Source extract
In the second part of an exclusive two-part article, Harald Holden, Ignacio Marré and Heidi Gryteland Holm, 4Subsea and Randi Næss, Lundin Norway consider methods of measuring and performing upfront analysis for exploration wells.

Part one is available to read here: https://www.oilfieldtechnology.com/offshore-and-subsea/21042020/drilling-into-the-data--part-one/

Subsea well integrity monitoring

All the reported measurements were carried out using the sensor system shown in Figure 5. The illustration shows the set-up in 2017. From 2019, the system also includes a strain sensor kit.


Figure 5. The SWIM monitoring system.

The measurement system consists of three integrated motion units (IMU) measuring accelerations and rotation rates at 10 Hz sampling frequency: the riser sensor, LMRP sensor and wellhead sensor.

The accelerations and rotational rates are converted into angles. Additionally, some integrity parameters for the well are calculated. These integrity parameters assume that drilling with a subsea BOP for most exploration wells can be expressed as a simplified pendulum model.

The following parameters were calculated:

  • The well rotational stiffness.
  • The BOP resonance period.
  • The BOP damping ratio.
  • The wellhead rotational depth.

The integrity parameters and the measured response are stored and structured for each well, allowing for the use of this data for future operations.

Comparing upfront design analysis with measured response

All relevant data is stored in a structural storage or data reservoir. Design input, soil site survey data, analysis models, analyses results, and measured responses are stored together with relevant metadata.

The benefit of using the same vendor for measuring and performing upfront analysis for several exploration wells with the same vessel is that the measured response can be utilised to improve the analysis models for future campaigns.

It should be noted that the comparison and improvement of the analysis model should be done on parameters that are rig and riser specific, not on parameters influenced by the well response since operations are carried out on various wells.

One example of such parameter is the BOP stiffness, where the BOP is often modelled as an infinite stiff beam in global riser analyses. A significant difference between the wellhead and the LMRP sensor dynamics was observed. By using the measured response from the LMRP sensor and the wellhead sensor for several wells, the BOP stiffness can be estimated. The ratio between the LMRP and the wellhead measured angle standard deviation is presented together with analyses results in Figure 6.


Figure 6. Ratio of LMRP to wellhead angle from analyis (Hs = 2.5 – 4.5, Tp = 3.5 – 20.5) and measurements.

The initial riser model was too stiff, and by reducing the bending stiffness of the BOP a better match between analyses and measurements can be achieved.

Re-entering an existing exploration well

Further benefits from measurements can be achieved when re-entering an existing exploration well. In this case, the measured response can be used to establish the actual stiffness of the well, removing the need to make conservative estimates from the uncertainty from the site survey. By combining the integrity parameters (BOP resonance period, rotational depth and well stiffness) the softer soil support scenarios can be prevented. An example of this is shown in Figure 7.

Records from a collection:

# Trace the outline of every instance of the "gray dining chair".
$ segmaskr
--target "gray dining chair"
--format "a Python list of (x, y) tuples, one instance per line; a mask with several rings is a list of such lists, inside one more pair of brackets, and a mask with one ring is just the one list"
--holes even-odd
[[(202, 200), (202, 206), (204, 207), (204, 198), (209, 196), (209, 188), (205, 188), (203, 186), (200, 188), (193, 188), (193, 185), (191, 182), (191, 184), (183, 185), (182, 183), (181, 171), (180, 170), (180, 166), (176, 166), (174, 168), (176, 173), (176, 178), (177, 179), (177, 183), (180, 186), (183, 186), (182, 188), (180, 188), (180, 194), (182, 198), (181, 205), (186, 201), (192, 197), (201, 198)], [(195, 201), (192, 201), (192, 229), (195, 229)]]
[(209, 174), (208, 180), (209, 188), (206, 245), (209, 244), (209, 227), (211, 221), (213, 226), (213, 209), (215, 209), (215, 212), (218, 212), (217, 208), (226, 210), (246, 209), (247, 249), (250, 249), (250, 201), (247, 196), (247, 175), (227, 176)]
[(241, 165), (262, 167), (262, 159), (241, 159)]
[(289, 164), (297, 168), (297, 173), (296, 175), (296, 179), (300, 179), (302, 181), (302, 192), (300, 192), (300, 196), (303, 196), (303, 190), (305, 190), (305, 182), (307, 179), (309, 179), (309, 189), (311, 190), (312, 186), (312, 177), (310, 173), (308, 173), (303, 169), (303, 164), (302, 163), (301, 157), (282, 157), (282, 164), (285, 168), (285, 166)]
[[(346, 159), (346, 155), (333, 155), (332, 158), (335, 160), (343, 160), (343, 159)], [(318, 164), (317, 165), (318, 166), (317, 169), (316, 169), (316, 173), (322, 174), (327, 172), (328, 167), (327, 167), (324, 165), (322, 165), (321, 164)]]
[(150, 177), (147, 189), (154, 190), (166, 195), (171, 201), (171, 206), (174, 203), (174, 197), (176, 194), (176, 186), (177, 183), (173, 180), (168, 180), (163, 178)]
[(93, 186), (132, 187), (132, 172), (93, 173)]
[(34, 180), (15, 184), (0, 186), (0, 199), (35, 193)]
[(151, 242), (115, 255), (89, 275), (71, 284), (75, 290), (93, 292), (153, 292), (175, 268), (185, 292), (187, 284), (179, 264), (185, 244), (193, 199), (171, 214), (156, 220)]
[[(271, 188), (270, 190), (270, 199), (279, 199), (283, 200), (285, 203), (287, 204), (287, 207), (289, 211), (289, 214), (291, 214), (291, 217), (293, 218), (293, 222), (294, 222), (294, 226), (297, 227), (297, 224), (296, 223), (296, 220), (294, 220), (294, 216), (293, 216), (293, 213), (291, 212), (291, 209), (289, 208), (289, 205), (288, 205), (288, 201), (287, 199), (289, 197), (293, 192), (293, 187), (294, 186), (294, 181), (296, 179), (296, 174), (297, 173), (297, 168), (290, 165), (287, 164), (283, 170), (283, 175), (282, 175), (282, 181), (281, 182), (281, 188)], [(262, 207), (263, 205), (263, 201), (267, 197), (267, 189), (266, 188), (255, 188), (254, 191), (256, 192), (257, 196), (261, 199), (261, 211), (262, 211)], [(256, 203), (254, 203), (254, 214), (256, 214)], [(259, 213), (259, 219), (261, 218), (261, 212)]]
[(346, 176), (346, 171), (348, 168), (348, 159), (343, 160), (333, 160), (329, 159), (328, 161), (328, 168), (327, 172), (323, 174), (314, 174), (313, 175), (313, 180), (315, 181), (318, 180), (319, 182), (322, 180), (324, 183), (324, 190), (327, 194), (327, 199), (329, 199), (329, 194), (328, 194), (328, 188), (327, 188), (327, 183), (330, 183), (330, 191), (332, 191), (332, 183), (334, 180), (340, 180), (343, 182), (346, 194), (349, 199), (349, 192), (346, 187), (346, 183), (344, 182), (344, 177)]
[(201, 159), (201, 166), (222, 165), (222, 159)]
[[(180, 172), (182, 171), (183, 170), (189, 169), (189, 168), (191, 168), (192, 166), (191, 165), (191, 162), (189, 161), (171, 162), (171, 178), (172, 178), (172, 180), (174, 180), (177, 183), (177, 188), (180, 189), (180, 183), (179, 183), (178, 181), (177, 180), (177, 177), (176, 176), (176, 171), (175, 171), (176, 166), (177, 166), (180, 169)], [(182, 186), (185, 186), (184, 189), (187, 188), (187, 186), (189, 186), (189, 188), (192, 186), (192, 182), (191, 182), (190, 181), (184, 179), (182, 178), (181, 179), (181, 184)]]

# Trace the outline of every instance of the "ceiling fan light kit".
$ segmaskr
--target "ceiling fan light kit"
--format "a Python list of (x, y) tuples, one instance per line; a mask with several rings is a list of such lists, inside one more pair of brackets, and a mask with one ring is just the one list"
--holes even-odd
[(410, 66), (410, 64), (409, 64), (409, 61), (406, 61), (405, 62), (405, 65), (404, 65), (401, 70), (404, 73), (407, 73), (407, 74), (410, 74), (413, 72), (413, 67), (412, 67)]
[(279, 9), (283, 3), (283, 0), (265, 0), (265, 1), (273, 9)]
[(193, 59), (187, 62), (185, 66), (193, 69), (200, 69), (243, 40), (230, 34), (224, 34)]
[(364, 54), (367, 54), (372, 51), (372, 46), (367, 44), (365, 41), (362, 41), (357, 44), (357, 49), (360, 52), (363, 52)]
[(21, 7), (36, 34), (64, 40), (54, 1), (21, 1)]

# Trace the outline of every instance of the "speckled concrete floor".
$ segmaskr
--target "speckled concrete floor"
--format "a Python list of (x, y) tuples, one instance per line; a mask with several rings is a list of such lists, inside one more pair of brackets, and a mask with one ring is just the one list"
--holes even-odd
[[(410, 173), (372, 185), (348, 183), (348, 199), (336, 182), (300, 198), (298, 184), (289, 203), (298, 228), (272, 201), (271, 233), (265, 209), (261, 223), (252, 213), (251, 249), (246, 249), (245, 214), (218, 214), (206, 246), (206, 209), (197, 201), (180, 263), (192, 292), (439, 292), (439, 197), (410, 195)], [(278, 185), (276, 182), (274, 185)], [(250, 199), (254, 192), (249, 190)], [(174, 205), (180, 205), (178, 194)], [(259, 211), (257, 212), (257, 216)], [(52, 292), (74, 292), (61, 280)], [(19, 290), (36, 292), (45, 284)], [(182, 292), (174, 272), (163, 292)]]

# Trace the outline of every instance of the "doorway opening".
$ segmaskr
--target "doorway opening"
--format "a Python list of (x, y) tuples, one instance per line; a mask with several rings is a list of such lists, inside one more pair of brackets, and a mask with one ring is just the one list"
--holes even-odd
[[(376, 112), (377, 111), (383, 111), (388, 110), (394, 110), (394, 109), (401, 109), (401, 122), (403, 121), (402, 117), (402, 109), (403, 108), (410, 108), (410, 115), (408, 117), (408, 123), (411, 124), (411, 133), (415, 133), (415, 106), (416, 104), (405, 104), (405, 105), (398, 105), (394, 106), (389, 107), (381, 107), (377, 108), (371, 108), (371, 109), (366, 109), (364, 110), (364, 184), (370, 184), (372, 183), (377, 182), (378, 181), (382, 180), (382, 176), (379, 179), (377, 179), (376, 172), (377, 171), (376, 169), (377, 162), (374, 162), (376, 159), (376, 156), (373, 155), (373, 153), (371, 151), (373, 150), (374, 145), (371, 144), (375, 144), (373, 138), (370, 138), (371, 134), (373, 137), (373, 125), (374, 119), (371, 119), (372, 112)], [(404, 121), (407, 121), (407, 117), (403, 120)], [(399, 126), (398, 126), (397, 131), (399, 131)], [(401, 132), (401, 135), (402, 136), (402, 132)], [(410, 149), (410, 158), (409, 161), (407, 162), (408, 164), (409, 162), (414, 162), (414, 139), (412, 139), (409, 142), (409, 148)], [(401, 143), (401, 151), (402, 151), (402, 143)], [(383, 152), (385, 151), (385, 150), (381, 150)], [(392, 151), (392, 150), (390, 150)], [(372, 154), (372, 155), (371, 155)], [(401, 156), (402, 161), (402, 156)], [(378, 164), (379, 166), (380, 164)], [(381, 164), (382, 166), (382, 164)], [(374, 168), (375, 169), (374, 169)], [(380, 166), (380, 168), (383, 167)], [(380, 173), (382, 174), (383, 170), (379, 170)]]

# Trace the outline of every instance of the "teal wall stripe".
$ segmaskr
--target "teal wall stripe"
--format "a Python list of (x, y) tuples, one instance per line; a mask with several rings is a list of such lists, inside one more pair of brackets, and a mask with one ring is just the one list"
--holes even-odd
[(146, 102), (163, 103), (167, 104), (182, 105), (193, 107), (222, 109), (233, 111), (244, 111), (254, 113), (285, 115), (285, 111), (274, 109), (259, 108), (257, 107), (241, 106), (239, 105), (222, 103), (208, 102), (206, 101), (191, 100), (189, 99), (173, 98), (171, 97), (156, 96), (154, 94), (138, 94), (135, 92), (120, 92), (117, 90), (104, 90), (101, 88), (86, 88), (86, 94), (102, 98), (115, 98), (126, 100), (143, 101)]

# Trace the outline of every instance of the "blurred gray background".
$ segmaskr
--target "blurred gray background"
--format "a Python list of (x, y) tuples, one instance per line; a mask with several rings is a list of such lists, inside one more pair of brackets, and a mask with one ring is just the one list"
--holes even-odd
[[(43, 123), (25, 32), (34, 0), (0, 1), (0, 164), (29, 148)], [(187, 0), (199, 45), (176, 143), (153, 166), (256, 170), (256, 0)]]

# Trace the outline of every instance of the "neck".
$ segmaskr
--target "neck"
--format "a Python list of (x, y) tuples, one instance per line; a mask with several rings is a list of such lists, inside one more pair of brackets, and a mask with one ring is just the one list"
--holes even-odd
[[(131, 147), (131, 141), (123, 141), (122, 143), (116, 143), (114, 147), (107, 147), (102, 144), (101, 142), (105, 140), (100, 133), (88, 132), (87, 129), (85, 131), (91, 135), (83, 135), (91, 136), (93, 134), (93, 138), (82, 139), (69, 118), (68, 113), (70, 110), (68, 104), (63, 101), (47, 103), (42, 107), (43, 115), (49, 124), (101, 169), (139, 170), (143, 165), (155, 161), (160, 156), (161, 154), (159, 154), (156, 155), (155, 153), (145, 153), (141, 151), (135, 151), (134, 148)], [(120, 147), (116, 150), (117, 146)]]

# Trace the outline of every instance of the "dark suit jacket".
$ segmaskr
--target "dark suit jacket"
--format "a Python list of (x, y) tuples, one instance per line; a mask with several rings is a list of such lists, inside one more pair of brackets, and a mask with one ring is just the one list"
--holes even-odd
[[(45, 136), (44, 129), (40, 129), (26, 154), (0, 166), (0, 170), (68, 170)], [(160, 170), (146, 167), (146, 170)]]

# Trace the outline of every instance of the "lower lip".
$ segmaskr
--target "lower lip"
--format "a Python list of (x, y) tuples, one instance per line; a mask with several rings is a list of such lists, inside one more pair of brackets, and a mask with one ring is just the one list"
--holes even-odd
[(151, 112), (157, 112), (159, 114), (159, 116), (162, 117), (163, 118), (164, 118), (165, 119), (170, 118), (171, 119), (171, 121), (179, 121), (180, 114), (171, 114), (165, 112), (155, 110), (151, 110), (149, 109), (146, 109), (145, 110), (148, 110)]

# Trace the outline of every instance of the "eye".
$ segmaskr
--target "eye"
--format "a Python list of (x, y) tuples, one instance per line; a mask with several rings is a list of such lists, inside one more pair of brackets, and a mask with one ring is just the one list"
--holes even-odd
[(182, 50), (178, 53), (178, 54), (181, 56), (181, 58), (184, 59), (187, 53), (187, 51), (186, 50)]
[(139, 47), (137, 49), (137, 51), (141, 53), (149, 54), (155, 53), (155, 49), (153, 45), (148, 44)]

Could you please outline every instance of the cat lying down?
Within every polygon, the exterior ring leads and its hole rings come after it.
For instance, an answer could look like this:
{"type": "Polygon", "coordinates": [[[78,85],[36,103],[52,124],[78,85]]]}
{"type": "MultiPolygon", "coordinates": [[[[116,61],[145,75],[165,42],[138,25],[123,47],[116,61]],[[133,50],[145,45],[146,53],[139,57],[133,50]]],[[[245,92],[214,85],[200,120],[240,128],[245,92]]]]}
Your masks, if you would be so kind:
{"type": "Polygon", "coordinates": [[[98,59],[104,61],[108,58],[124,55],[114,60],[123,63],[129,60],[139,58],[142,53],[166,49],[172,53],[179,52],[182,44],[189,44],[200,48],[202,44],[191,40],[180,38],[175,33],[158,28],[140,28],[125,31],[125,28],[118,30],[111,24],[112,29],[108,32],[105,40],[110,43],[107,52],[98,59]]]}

Short problem A
Repeat the passage of the article on subsea well monitoring that opens with the words containing "The initial riser" and closes with "can be achieved.".
Short problem B
Tally the lines of the listing that contain the string "opening", with case counting, and give only the number.

Result A
The initial riser model was too stiff, and by reducing the bending stiffness of the BOP a better match between analyses and measurements can be achieved.

Result B
2